● WHAT TO PRODUCE: The span to copy runs from the line containing "Target: weathered stone block" to the last line below. Copy it exactly, with nothing else.

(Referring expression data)
○ ○ ○ ○ ○
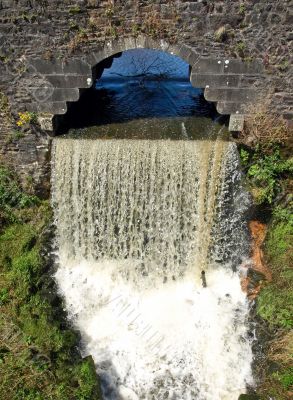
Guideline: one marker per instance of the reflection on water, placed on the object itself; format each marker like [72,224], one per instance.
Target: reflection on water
[179,128]
[121,100]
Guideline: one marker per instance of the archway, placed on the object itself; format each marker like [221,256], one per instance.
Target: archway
[227,82]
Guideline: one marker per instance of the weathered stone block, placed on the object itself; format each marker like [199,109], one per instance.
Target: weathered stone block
[222,80]
[77,67]
[236,123]
[233,66]
[246,95]
[70,81]
[228,107]
[45,67]
[56,108]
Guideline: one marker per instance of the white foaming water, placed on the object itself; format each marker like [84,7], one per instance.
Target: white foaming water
[135,221]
○ ○ ○ ○ ○
● RESULT OF THIS EXERCISE:
Target: weathered stone block
[222,80]
[77,67]
[236,123]
[233,66]
[246,95]
[70,81]
[228,107]
[45,67]
[56,108]
Guideline: one marker per instance of the white foaming water, placed on the object itself; format each marker like [84,7], one per instance.
Target: white foaming water
[135,221]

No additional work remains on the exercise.